## Short problem 1
Please write out the records from their first line up to and including the line containing "point(97, 423)", reproducing those lines precisely.

## Selected passage
That's just way cool,right there.


----------



## WATERWAYZ31 (Mar 29, 2009)

MBT DIVE PROS SITE HAS THOSE AND MANY MORE PICS BEFORE AND AFTER
:yes:


----------



## Jighead (Feb 11, 2009)

Did those pics come from a Lowrance unit?


----------



## WhackUmStackUm (Jan 31, 2010)

WhackUmStackUm said:


> Yeah, I need a longer tow cable. Ordering one tomorrow.
> 
> P.S. The Mass is shallower than most of the Bay spots/pics.


My longer tow cable came in today. I'll try to get some better images of the Freighter soon.


----------



## sealark (Sep 27, 2007)

Wirelessly posted

What is the longest cable they make? You will have a limit on cable length. Due to signal strength with the lower end machines not having the power for a longer tow cable...


----------



## WhackUmStackUm (Jan 31, 2010)

sealark said:


> Wirelessly posted
> 
> What is the longest cable they make? You will have a limit on cable length. Due to signal strength with the lower end machines not having the power for a longer tow cable...


I spoke with the maufacturer and they said the slightly longer cable length (150') should not be a problem with my fish, from a signal strength perspective. I'll see when I get out there. I also need to install a weighted "wing" to make the fish dive deeper. That modification may need to wait as we may go diving this weekend.

Whack 'um


http://www.sea-space.com


----------



## sealark (Sep 27, 2007)

Wirelessly posted

150 foot cable should be ok for about 100 ft if you slow it down. I hope the signal is good enough at that length. Cant wait to see the report...


----------



## WhackUmStackUm (Jan 31, 2010)

WhackUmStackUm said:


> I spoke with the maufacturer and they said the slightly longer cable length (150') should not be a problem with my fish, from a signal strength perspective. I'll see when I get out there. I also need to install a weighted "wing" to make the fish dive deeper.


I ending up buying a downrigger setup to keep the fish at depth. Thanks to "flappininthebreeze" for the suggestion!

I still need to rig up the connection between the downrigger line and the sonar fish's tow cable. Should be pretty stright-forward. I plan to include a pully with a large enough diameter to stay above the manufacturer's recommended minimum bend radius for the cable.


http://www.sea-space.com


----------

## Dataset rows
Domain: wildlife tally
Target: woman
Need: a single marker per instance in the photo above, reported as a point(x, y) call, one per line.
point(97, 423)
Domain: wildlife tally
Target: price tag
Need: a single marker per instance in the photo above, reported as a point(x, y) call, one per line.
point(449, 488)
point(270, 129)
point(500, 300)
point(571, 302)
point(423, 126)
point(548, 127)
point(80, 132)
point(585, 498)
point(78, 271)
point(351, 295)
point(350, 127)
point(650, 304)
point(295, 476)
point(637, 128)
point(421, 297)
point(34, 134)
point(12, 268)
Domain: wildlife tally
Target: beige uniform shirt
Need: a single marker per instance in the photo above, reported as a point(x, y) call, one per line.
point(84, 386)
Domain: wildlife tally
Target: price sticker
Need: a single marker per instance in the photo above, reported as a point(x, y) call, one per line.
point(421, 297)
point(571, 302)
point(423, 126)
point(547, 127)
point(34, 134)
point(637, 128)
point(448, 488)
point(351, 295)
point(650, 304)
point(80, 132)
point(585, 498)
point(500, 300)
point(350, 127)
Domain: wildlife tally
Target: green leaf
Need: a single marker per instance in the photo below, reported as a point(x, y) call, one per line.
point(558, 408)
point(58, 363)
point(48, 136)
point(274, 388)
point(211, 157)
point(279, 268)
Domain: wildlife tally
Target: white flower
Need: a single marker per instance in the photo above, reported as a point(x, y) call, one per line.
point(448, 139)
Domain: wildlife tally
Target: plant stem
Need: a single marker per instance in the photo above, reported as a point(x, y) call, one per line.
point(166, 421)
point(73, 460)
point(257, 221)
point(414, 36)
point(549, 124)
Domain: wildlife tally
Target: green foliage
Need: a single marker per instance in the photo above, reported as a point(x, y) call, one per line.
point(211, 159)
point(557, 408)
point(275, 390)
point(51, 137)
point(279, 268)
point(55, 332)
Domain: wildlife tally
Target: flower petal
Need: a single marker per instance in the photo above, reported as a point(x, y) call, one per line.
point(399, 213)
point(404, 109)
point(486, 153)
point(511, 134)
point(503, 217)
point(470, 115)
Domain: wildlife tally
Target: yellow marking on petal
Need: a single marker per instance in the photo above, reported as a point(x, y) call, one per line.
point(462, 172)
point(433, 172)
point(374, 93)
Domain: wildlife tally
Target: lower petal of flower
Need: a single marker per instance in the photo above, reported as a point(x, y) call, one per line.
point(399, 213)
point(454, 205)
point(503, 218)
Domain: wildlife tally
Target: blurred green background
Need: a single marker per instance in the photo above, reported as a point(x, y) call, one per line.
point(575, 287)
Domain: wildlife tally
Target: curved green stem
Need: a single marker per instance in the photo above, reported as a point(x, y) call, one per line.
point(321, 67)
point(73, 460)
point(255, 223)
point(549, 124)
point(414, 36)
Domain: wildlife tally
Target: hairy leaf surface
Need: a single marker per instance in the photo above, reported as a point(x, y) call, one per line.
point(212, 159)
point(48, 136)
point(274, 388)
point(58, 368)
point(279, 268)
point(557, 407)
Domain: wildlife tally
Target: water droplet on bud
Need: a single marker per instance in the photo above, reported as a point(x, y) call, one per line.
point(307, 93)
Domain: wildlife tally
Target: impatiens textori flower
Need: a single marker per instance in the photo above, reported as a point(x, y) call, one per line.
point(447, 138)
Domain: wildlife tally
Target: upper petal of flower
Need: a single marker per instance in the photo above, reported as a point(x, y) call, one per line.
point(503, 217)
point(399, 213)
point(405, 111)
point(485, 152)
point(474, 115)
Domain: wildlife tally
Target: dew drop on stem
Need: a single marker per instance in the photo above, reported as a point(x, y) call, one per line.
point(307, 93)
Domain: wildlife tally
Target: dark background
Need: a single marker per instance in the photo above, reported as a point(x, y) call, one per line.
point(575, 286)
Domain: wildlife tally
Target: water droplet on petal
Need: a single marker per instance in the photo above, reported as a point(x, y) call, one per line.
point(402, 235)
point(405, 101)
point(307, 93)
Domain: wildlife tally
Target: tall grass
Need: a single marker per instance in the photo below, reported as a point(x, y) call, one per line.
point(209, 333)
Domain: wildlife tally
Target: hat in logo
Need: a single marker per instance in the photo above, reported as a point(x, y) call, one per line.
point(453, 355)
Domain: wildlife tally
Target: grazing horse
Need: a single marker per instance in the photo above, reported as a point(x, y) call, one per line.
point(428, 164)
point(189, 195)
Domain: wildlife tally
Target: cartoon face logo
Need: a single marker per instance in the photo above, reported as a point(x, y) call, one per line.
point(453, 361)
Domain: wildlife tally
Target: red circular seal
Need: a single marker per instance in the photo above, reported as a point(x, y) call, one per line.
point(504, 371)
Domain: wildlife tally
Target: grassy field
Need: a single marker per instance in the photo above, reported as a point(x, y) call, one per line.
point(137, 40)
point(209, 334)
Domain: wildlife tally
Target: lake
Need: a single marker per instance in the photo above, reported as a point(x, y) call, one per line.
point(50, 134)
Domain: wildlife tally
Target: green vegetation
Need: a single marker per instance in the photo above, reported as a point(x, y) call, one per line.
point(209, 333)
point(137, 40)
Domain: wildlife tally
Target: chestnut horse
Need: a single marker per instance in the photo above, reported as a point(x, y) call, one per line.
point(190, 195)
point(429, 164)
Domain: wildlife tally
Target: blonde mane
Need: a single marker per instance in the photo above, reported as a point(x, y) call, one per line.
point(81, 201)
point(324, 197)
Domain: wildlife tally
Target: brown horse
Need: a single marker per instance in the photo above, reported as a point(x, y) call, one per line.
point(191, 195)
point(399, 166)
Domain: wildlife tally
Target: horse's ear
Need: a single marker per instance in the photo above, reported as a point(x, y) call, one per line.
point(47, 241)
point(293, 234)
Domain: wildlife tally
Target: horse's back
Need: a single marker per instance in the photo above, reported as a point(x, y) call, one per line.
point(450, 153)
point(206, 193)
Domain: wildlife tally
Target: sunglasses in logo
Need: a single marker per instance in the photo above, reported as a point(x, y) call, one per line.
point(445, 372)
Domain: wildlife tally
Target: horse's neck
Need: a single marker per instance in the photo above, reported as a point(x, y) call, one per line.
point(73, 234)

## Short problem 2
Give again, word for word, the part of the forum thread about the sonar tow cable running from "## WATERWAYZ31 (Mar" up to and including "a Lowrance unit?".

## Full response 1
Domain: wildlife tally
Target: woman
Need: a single marker per instance in the photo above, reported as a point(x, y) call, one per line.
point(97, 423)

## Full response 2
## WATERWAYZ31 (Mar 29, 2009)

MBT DIVE PROS SITE HAS THOSE AND MANY MORE PICS BEFORE AND AFTER
:yes:


----------



## Jighead (Feb 11, 2009)

Did those pics come from a Lowrance unit?